(Region labeling lines)
- - -

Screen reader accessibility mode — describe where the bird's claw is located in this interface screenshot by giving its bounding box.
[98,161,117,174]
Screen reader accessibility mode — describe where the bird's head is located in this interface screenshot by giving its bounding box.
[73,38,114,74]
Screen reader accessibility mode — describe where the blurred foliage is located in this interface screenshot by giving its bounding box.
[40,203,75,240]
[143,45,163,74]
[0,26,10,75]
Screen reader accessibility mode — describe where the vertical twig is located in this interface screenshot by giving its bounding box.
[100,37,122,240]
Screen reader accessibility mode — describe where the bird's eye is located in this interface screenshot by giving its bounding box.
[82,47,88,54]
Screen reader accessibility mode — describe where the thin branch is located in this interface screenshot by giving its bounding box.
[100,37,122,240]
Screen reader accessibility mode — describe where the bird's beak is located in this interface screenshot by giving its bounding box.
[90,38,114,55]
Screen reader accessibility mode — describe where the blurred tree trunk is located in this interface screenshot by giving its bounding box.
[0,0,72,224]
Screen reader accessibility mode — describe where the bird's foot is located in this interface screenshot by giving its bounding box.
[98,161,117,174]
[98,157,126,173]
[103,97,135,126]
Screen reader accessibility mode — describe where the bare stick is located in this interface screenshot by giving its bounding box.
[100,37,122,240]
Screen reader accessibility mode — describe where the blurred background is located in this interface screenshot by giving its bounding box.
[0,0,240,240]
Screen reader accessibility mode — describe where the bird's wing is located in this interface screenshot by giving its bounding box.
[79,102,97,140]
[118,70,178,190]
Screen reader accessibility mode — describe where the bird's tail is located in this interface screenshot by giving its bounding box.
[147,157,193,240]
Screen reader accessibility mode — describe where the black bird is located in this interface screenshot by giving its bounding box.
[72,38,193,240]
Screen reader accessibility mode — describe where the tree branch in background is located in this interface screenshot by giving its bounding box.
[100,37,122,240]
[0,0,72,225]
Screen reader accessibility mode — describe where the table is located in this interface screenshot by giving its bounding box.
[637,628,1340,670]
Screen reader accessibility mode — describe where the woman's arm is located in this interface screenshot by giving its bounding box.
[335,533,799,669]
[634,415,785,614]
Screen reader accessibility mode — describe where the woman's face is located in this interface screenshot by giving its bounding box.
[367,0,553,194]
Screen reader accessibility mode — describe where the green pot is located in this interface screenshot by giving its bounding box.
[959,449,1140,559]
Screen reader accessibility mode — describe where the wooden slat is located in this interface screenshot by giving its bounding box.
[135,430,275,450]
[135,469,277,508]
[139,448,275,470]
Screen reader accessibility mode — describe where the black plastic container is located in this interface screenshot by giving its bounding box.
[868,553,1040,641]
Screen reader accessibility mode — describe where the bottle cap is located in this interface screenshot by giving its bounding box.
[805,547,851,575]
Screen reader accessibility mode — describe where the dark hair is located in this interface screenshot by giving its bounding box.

- - -

Copy out every line above word for word, without changing anything.

Screen reader accessibility mode — describe where the bird's claw is located in this interface screenshot by giving its bounding box.
[98,161,117,174]
Screen reader accessibility mode — describe where the bird's head is located in this interface screenshot by giving its bounding box.
[73,38,114,74]
Screen reader accessibility mode — describe where the blurred foliage is located in this interface screenshot by giving its bounding box.
[40,203,75,240]
[143,45,163,74]
[0,26,10,75]
Screen reader accessibility mode — describe where the vertical twig is located in this interface screenshot by giving its bounding box.
[100,37,122,240]
Screen reader accessibility mode — describe where the bird's eye is located in this interface screenshot by giving its bounding box.
[82,47,88,54]
Screen reader accessibility mode — describe where the thin branch is located in this interface screenshot by giving its bounding box.
[100,37,122,240]
Screen reader accessibility mode — describe where the bird's beak is located in this interface screenshot by giving its bounding box.
[90,38,114,55]
Screen reader accessibility mode — describe where the blurred tree trunk is located in this interface screenshot by giving its bounding box.
[0,0,72,224]
Screen reader accessibility mode — describe where the bird's foot is located in this interface screenshot by giving its bounding box.
[98,161,117,174]
[98,157,126,173]
[103,97,135,126]
Screen reader accessibility mode — describe where the bare stick is located in this interface screenshot by giving its bounding box.
[100,37,122,240]
Screen reader accessibility mode — describe where the blurred background is located in this interface screenshot by giving its bounding box.
[0,0,240,240]
Screen reader accessibility mode — describe where the bird's wing is located in this interface screenshot by giving its bounding box.
[79,102,97,140]
[118,70,178,190]
Screen reader accessibility mode — describe where the bird's tail is located in this interface screenshot by giving its bounding box.
[147,157,193,240]
Screen reader accessibility mode — describe where the black bird is located in this interface screenshot by giving its bounding box.
[72,38,193,240]
Screen reader accessibility mode — describe where the tree branch in background is located in this interface screenshot by giving its bounding box.
[100,37,122,240]
[0,0,72,225]
Screen reader accessibility mode — describe where the table is located in this interface screenshot by giving its bounding box.
[637,628,1340,670]
Screen reader accessibility mode — describe where the woman's arm is located in this interface screenshot by giving its bounding box.
[335,533,799,669]
[634,415,785,614]
Screen reader accessibility mode — describe where the woman's face is located in this interface screenshot by giving its bounding box.
[367,0,553,194]
Screen reader accessibility mode — describe where the green pot is located in this interface screenshot by giving its bounding box.
[959,449,1140,559]
Screen reader accessibility mode — describe where the wooden slat is located in this interface screenshot by giving its bounding box.
[135,430,275,450]
[135,469,277,508]
[139,448,275,470]
Screen reader accessibility mode — describe where the black plastic container is located in this interface screenshot by giving its bounding box.
[868,553,1040,641]
Screen reader accessibility mode — describe where the bottle cap is located in this interface screenshot by giving its bounding box.
[805,547,851,575]
Screen reader accessibility mode — describe where the dark hair is located in this interface screenshot by giving its bounding box.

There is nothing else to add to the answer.